*Document excerpt:*

Three book covers in a row with a rich red fabric background that has gold stars on it.
Three of the biggest local bestsellers for 2025

Booksabout 11 hours ago

The Unity Books bestseller chart for 2025

Three book covers in a row with a rich red fabric background that has gold stars on it.
Three of the biggest local bestsellers for 2025

The culmination of the top 10 sales lists recorded every week at Unity Books’ stores in High St, Auckland, and Willis St, Wellington.

AUCKLAND

1 A Different Kind of Power by Jacinda Ardern (Penguin, $60) 

Also winner of best nonfiction (New Zealand) book of the year according to The Spinoff’s readers.

2 The Let Them Theory by Mel Robbins (Hay House, $38)

The self-help book with the help in the title! Well played, Mel Robbins. For further reading, please see Joshua Drummond’s excellent reflection on the self-help genre at large.

*Data supplied:*
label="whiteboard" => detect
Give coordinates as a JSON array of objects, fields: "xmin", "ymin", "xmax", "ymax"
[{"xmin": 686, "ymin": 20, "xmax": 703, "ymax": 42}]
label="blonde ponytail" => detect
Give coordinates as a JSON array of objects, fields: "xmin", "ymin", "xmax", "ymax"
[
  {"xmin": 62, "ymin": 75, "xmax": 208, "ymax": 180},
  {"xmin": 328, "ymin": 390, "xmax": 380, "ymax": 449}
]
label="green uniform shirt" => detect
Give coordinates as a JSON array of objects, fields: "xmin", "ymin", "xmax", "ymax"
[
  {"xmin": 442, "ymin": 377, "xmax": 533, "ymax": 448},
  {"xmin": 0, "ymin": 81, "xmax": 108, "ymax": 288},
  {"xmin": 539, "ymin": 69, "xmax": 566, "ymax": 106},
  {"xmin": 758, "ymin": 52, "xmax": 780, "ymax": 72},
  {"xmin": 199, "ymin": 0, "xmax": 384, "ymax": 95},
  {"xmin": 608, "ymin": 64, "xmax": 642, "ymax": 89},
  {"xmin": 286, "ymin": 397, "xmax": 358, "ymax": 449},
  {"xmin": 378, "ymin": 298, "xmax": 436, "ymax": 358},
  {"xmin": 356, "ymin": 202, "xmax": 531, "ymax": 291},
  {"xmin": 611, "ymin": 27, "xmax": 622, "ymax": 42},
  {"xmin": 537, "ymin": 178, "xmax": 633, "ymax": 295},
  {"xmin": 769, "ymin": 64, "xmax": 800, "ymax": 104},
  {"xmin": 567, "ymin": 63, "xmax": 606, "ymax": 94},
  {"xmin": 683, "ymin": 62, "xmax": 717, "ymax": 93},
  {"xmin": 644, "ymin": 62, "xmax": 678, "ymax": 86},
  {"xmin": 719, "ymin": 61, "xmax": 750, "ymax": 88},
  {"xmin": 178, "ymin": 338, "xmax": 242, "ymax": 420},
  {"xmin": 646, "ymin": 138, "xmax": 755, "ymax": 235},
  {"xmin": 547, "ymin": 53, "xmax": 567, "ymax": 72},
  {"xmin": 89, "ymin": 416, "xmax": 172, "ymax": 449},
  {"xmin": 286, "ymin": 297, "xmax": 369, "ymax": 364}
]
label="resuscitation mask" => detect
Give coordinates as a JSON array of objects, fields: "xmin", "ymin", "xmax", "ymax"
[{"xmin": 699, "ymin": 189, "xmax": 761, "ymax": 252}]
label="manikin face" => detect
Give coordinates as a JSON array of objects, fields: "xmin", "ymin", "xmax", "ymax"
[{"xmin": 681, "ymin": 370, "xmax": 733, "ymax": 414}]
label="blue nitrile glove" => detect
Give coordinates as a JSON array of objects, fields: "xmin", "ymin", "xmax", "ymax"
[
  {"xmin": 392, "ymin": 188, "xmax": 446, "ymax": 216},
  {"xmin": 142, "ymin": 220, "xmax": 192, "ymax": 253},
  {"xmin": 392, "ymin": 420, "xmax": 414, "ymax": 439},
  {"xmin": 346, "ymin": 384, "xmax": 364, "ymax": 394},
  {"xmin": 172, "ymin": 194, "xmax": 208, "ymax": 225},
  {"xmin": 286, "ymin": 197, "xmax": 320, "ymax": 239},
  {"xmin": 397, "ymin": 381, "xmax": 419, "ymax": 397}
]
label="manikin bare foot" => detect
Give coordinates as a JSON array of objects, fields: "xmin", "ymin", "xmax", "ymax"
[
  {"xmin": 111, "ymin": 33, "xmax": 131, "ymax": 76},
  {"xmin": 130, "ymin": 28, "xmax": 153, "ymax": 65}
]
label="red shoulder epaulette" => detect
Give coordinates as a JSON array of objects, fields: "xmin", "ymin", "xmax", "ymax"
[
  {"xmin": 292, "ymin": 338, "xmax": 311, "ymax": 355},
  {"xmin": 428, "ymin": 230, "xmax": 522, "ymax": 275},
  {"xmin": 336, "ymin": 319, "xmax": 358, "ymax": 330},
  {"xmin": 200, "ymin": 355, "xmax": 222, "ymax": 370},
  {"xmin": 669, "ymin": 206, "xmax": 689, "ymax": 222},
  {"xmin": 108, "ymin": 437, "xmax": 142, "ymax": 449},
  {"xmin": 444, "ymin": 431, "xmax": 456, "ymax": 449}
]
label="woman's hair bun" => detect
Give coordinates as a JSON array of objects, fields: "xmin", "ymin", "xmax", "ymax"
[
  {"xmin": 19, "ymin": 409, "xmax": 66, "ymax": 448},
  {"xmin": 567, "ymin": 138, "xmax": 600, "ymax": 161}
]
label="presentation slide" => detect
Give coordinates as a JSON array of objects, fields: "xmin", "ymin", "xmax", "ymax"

*Work instructions:*
[A] According to the Unity Books bestseller chart, which two stores' weekly top 10 sales lists were combined to produce it?
[B] Carry the Unity Books bestseller chart forward from the end of its second Auckland entry.

*Expected answers:*
[A] The High St store in Auckland and the Willis St store in Wellington.

[B]
3 Butter by Asako Yuzuki (Fourth Estate, $35)

The food-rich crime novel inspired by real-life events was rarely out of the charts in 2025.

4 Orbital by Samantha Harvey (Jonathan Cape, $28)

The 2024 Booker Prize winner: slim, lyrical, bittersweet.

5 Invisible Intelligence: Why Your Child Might Not Be Failing by Welby Ings (Otago University Press, $45)

Ings’ exploration of how narrow definitions of success can affect how some children are perceived clearly hit a mark.

6 Careless People: A Story of Where I Used to Work by Sarah Wynn-Williams (Pan MacMillan, $40)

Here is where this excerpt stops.